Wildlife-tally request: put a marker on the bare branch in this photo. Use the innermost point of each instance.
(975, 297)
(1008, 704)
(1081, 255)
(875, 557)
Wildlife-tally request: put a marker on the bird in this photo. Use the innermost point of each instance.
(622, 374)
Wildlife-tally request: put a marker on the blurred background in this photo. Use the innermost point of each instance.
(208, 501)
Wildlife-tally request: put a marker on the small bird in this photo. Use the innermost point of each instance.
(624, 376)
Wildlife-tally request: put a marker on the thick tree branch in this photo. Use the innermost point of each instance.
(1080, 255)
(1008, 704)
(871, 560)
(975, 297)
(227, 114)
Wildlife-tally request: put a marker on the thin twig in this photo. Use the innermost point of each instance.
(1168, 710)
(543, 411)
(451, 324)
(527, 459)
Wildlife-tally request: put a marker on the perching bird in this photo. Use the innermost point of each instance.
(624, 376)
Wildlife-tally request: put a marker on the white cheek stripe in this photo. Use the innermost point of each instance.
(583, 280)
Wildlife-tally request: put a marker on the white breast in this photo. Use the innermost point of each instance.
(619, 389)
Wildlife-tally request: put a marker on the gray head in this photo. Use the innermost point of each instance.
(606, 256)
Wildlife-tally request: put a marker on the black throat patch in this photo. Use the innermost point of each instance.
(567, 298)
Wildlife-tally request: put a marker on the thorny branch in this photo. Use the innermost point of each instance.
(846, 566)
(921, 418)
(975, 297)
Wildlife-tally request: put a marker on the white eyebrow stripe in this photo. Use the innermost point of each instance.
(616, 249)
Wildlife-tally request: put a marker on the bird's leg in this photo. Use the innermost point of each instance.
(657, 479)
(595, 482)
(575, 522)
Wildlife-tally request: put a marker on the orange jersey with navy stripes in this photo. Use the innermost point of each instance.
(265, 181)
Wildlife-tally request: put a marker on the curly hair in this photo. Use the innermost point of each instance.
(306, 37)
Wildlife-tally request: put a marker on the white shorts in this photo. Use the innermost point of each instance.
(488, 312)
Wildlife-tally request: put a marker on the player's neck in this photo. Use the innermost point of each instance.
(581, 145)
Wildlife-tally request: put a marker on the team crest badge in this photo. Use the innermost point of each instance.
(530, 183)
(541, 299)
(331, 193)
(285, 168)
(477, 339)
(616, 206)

* Task description *
In the listing above, find the line containing "Wildlife-tally request: put a marker on the thin" and please quote exactly that line through the last one, and no other lines.

* Result of the exercise *
Wildlife-tally request: put a marker on the thin twig in this photo. Use the innermost point of each instance.
(1168, 710)
(543, 411)
(451, 324)
(527, 459)
Wildlife-tally request: put a marker on the perching bird in this photo. Use the innermost point of each instance.
(624, 376)
Wildlife-tally request: put a marker on the white cheek stripe in this photo. Use the innermost point of each instance.
(583, 280)
Wildlife-tally request: put a marker on the white breast in this photo. Use the innermost point of each instance.
(619, 389)
Wildlife-tally request: put a marker on the gray head in this photo. Use the innermost point of each instance.
(606, 256)
Wildlife-tally request: put a marker on the black throat patch in this photo. Use the innermost point of each instance.
(567, 298)
Wildlife-tally request: put a marker on the thorny branch in this photo. Use the innermost point of each instance.
(846, 566)
(921, 418)
(975, 297)
Wildlife-tally request: put a marker on the white eyebrow stripe in this photo. Use the innermost point of each instance.
(616, 249)
Wildlife-tally request: put a marker on the bird's leg in this photo. Use the innermost point of each instance.
(657, 479)
(595, 482)
(575, 522)
Wildlife-tally request: put a marker on the orange jersey with navy stripes in this photo. Use the innermost point of each instance.
(265, 181)
Wildlife-tally request: put a marker on the curly hair in this photo. Use the innermost point of each instance.
(306, 37)
Wildlife-tally request: put a marker on the white shorts in this photo. Use the innermost point of each instance.
(488, 312)
Wildlife-tally request: put a marker on the player's neck in this photo. Use the innermost point of each instance.
(581, 145)
Wildlife-tally request: put a marker on the team crest badge in this photo. Use the innermost point of each instance.
(530, 183)
(541, 299)
(331, 193)
(285, 168)
(477, 339)
(616, 206)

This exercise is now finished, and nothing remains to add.